* Start MATERIAL FOR THE TASK *

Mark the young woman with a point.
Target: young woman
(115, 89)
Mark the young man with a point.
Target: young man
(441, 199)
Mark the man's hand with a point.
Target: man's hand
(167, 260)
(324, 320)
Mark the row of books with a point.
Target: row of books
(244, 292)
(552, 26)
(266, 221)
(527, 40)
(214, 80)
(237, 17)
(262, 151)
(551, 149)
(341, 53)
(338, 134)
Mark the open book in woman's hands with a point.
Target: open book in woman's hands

* End MATERIAL FOR THE TASK *
* Start MATERIAL FOR THE TASK *

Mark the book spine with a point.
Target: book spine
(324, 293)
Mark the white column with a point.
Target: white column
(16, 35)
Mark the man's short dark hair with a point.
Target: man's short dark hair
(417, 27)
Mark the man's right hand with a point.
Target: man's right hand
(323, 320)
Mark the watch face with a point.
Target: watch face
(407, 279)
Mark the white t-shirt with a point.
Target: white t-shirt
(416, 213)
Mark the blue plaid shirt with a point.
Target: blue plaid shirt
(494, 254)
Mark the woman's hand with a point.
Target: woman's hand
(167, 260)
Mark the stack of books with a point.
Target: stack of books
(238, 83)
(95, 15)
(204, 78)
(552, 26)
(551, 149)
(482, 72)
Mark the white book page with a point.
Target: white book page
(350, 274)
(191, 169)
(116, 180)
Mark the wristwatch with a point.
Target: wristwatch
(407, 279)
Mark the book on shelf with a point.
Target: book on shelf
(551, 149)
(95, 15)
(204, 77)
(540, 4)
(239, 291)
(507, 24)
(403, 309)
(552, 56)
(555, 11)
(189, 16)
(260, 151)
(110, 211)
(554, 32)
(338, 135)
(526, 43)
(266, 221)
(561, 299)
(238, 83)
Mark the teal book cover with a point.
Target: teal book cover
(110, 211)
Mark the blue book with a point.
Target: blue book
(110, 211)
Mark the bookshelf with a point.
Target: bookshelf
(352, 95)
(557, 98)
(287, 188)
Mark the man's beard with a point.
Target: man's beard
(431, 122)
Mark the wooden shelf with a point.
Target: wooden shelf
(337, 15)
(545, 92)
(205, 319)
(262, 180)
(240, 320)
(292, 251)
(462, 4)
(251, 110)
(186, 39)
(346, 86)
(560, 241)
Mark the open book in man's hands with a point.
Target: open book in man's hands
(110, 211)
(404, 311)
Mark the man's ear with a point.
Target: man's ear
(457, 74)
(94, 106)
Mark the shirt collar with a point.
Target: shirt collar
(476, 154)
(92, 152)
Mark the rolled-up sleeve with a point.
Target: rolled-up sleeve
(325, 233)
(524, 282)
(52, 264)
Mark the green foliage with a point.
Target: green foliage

* End MATERIAL FOR THE TASK *

▶ _TASK TO COMPLETE_: Rewrite the lines starting at the one containing "Mark the open book in woman's" and ending at the one containing "Target: open book in woman's hands", switching "woman's" to "reader's" and leaving everything else unchanged.

▶ _PROBLEM SOLUTION_:
Mark the open book in reader's hands with a point.
Target: open book in reader's hands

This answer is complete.